- **INPUT RECORDS**:
* * * *
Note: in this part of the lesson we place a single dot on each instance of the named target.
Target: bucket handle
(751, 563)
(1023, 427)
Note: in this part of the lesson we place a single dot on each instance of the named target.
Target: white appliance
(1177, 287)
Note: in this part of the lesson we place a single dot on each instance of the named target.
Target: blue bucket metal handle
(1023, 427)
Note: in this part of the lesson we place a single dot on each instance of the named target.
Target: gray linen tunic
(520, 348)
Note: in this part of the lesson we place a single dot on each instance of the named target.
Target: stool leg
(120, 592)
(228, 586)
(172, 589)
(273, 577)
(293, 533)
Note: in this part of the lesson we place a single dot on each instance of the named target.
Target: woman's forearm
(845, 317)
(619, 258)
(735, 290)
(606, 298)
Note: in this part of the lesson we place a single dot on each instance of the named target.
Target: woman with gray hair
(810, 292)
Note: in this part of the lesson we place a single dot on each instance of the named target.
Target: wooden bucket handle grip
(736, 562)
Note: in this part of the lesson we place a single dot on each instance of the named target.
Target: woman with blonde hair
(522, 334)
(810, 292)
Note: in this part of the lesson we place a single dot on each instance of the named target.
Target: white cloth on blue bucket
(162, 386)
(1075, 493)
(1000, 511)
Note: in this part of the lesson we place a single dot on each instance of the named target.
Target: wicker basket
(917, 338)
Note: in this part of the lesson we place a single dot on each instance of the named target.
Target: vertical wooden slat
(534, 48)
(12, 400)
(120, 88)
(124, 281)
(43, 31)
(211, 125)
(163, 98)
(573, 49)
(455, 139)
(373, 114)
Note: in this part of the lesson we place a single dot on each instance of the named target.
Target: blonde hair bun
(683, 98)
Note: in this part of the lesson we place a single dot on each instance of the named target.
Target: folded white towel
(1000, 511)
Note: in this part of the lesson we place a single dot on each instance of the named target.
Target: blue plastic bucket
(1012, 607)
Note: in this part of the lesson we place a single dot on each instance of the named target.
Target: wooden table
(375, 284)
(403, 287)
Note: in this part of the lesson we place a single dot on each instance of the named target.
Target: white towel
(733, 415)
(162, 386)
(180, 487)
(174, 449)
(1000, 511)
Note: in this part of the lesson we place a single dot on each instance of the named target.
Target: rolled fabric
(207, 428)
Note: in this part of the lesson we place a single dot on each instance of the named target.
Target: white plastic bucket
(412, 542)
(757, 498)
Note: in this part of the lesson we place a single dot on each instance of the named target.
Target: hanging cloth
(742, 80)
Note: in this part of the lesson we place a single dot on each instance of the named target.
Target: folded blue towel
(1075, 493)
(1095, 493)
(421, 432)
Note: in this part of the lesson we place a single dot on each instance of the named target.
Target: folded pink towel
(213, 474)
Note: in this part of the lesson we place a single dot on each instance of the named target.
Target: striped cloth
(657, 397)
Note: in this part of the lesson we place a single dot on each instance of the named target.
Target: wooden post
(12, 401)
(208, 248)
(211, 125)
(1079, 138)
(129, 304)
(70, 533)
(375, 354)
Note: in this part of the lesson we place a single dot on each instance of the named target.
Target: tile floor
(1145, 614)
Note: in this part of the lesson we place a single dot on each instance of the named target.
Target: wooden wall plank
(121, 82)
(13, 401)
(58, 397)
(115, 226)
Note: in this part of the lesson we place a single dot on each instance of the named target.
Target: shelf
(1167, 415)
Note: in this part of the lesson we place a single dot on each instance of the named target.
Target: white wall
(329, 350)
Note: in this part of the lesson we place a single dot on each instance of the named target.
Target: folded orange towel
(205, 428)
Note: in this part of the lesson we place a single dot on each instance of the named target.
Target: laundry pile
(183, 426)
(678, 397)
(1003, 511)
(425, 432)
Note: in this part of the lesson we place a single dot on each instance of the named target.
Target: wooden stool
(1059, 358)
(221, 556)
* * * *
- **TASK REQUIREMENTS**: Give the data again, exactly as it stands.

- **REPLY**:
Note: in this part of the lesson we place a single dot on each instance of the named target.
Target: bucket handle
(751, 563)
(1023, 427)
Note: in this part of the lesson we place a single dot on each instance of the named target.
Target: white appliance
(1177, 287)
Note: in this part of the lesson we place a single dot on each instance of the named target.
Target: blue bucket metal handle
(1023, 427)
Note: in this part of the lesson we place a single dot on each instance of the named target.
Target: gray linen tunic
(520, 348)
Note: in this part of the lesson we place a single dot on each instance of the named target.
Target: stool leg
(120, 592)
(228, 586)
(172, 589)
(273, 577)
(293, 533)
Note: in this part of the lesson we place a single dot on each instance of the named target.
Target: woman's forearm
(845, 317)
(619, 258)
(735, 290)
(606, 298)
Note: in this part of the lesson we place a single dot on each instance of the named target.
Target: woman with gray hair
(810, 292)
Note: in this part of the lesson we place a single dot on each instance of the named target.
Target: wooden bucket handle grip
(736, 562)
Note: in this part of the lesson we place a single dot on each instance of the named target.
Target: woman with blonde hair
(522, 334)
(810, 292)
Note: in this part of the lesson we place a single dot on each instance of the named target.
Target: white cloth on blue bucket
(162, 386)
(1075, 493)
(1000, 511)
Note: in this part of the lesson we place a single dot on each instance of the named target.
Target: wicker basket
(917, 338)
Note: in this part of the lesson we place a single dot on each instance of the named target.
Target: vertical wooden slat
(534, 48)
(12, 400)
(120, 88)
(124, 281)
(43, 31)
(211, 125)
(163, 98)
(573, 49)
(455, 139)
(373, 114)
Note: in this part of the lesson we place a single dot on each instance of the named target.
Target: blonde hair bun
(683, 98)
Note: in this part of the lesson we place a single dot on each instance of the named target.
Target: folded white towel
(1000, 511)
Note: in this part of the lesson we place a single dot on each instance of the named target.
Target: blue plastic bucket
(1012, 607)
Note: in this part of the lesson we place a single dot on each instance of the named target.
Target: wooden table
(375, 284)
(403, 287)
Note: in this part of the lesson we place a single dot on each instance of the named target.
Target: white towel
(733, 415)
(162, 386)
(180, 487)
(174, 449)
(1000, 511)
Note: in this part of the lesson we place a single dot on each instance of the named target.
Target: rolled fabric
(207, 428)
Note: in this part of the lesson we place a single dot on each instance of the named target.
Target: white plastic bucket
(412, 542)
(757, 498)
Note: in this part of the lesson we place a single dot on each instance of the named target.
Target: hanging cloth
(742, 80)
Note: in this part of the lesson we place a single dot on each instance of the named target.
Target: folded blue towel
(1075, 493)
(1095, 493)
(421, 432)
Note: in this part of the lesson we place a single dot on each instance of the named target.
Target: folded pink towel
(213, 474)
Note: in this part of the lesson we place a single dot on each instance of the named target.
Target: striped cloth
(657, 397)
Note: in this part of the lesson we place a single dot on each instance of the named target.
Target: wooden post
(12, 401)
(208, 248)
(211, 125)
(1079, 138)
(129, 304)
(70, 533)
(375, 354)
Note: in this part of the lesson we place a single dot on each instance of the named target.
Target: tile floor
(1145, 614)
Note: in this part of the lesson we place a single dot on each instance of the named target.
Target: wooden wall plank
(121, 82)
(13, 401)
(58, 397)
(115, 226)
Note: in this part of the lesson we place a single dot on each instance of the named target.
Target: shelf
(1167, 415)
Note: in this part of the lesson we place a single dot on each instance of the named target.
Target: white wall
(329, 350)
Note: in this part of the lesson we place a single dot on each instance of the named target.
Target: folded orange towel
(205, 428)
Note: in this part of the lesson we place a single dot on each instance of the named target.
Target: laundry pile
(183, 426)
(678, 397)
(1003, 511)
(425, 432)
Note: in this part of the lesson we place a single dot on each instance of the named target.
Target: wooden stool
(1059, 358)
(221, 556)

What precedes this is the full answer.